When you find the word "segment" in a line of the entries, please copy the whole line.
═══
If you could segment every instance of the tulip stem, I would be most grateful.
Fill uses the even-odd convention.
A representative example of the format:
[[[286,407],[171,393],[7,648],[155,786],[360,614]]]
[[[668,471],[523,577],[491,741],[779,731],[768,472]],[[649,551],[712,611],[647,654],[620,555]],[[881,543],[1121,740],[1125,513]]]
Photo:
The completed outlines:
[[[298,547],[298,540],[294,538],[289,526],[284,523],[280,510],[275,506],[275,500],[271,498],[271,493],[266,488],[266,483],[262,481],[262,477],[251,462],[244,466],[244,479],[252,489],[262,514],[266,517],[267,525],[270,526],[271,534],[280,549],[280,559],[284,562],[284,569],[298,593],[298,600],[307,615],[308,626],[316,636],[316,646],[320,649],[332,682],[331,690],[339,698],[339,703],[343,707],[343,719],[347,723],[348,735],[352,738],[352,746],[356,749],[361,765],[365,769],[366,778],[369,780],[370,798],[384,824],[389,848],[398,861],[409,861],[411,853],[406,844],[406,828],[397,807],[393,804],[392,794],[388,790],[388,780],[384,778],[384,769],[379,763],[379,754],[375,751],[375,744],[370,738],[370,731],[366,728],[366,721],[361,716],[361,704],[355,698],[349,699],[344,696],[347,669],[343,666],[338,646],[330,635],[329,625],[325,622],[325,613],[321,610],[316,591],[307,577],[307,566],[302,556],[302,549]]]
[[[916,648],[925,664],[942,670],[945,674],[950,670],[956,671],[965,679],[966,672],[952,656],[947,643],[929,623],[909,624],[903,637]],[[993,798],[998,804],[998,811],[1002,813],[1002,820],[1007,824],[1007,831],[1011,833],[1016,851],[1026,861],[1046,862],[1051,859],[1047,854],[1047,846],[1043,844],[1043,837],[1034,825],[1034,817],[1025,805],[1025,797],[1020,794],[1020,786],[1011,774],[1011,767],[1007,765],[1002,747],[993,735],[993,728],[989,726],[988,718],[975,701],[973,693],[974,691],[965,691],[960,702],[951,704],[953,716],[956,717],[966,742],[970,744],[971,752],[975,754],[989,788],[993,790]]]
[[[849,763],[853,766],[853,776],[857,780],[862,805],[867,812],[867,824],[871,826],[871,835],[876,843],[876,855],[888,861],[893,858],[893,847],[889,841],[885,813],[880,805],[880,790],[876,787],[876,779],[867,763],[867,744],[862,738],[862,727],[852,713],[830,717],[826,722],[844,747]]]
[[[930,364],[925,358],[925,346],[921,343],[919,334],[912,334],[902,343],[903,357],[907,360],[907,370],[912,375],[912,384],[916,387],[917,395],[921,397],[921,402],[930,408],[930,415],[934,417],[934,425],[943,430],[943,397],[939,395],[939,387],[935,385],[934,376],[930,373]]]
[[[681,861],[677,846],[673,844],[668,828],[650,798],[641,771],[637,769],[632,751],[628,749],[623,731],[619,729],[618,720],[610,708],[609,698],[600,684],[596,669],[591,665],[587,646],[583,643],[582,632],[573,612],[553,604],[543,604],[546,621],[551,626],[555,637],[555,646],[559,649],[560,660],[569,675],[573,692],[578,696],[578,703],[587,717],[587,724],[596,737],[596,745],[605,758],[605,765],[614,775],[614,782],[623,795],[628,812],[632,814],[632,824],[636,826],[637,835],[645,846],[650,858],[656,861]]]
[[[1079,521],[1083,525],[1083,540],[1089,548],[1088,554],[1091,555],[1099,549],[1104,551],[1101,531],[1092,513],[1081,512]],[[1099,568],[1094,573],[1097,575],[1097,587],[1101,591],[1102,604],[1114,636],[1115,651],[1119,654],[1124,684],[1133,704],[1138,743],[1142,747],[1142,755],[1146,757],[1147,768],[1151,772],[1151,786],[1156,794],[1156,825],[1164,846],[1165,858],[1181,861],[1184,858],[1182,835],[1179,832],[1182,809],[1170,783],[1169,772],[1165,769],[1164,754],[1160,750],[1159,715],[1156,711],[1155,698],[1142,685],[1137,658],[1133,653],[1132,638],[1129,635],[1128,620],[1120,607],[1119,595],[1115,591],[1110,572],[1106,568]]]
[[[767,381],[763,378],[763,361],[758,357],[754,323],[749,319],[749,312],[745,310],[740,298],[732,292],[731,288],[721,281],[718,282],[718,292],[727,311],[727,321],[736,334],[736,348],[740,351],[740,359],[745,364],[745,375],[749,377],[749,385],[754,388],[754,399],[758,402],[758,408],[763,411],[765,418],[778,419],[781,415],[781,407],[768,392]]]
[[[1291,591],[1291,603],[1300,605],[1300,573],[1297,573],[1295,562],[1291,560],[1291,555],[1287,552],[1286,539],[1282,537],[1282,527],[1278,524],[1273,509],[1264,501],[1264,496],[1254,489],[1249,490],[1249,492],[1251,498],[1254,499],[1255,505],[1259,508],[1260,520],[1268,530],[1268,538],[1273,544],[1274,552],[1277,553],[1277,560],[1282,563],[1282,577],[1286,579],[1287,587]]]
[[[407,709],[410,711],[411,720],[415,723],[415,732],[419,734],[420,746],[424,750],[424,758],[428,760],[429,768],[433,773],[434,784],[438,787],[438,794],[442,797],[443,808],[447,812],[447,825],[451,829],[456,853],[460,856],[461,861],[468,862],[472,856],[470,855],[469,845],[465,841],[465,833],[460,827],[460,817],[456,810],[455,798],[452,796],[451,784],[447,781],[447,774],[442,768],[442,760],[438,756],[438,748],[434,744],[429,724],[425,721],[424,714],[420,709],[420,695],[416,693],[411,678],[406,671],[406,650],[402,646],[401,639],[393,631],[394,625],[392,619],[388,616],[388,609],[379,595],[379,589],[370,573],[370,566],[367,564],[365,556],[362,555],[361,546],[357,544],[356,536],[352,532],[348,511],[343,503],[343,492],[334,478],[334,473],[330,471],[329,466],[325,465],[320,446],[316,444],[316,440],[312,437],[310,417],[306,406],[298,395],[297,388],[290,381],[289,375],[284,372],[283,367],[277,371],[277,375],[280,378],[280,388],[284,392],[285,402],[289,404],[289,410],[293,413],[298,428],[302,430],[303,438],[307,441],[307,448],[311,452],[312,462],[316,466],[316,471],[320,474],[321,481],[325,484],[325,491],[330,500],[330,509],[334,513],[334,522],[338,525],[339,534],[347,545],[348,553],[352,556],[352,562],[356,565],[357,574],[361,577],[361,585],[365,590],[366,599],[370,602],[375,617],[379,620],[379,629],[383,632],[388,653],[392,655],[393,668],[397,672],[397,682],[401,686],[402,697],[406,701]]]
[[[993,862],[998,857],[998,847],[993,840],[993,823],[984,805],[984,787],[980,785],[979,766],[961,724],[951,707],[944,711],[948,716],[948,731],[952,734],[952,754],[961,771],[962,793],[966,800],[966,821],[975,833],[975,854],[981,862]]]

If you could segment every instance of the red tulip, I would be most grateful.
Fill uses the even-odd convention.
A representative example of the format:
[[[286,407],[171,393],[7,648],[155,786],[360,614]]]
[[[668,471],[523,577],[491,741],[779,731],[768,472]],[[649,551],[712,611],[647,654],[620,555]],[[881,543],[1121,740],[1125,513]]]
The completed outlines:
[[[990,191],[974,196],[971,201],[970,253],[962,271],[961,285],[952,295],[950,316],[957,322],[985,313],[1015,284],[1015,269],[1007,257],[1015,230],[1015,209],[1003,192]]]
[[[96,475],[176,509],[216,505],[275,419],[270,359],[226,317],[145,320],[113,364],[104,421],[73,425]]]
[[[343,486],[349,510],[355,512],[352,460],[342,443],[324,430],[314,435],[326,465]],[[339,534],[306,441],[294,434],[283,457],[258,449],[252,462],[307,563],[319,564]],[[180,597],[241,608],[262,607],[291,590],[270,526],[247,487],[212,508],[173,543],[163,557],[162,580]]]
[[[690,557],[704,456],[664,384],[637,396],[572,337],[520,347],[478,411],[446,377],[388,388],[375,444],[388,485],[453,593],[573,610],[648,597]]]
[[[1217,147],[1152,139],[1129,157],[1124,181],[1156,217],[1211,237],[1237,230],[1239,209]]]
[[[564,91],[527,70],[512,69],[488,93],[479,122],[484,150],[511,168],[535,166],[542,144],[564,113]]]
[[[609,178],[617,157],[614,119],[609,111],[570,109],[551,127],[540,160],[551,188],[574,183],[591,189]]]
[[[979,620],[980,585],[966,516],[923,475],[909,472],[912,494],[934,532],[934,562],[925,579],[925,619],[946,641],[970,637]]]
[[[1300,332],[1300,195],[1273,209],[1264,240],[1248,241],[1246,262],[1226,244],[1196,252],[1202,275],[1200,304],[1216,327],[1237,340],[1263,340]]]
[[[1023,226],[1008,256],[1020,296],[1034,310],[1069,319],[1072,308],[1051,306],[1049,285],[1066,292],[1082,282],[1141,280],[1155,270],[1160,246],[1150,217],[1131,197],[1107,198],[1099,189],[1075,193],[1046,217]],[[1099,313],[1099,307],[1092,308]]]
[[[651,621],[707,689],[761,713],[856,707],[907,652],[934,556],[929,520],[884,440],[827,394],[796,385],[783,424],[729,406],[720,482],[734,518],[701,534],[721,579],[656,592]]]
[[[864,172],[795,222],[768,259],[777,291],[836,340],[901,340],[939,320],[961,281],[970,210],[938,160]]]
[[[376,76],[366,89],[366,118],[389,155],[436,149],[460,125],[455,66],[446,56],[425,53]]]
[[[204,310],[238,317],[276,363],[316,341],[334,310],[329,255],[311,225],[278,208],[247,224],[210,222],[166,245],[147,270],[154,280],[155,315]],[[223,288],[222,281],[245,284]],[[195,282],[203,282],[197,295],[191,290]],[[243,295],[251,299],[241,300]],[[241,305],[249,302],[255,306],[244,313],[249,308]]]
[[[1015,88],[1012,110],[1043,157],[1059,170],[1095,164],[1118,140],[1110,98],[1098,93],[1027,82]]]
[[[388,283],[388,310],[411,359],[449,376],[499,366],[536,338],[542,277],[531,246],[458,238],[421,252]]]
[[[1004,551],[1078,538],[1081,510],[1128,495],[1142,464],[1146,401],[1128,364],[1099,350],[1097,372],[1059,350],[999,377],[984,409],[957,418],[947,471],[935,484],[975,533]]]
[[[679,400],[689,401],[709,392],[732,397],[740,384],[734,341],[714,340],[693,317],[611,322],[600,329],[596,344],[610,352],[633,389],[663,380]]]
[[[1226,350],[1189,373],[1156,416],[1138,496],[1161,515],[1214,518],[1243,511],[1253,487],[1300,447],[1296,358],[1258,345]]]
═══
Task solution -
If you could segment every instance of the tulip stem, I would be most grateful.
If you could segment every instance of the red tulip, I would be most grateful.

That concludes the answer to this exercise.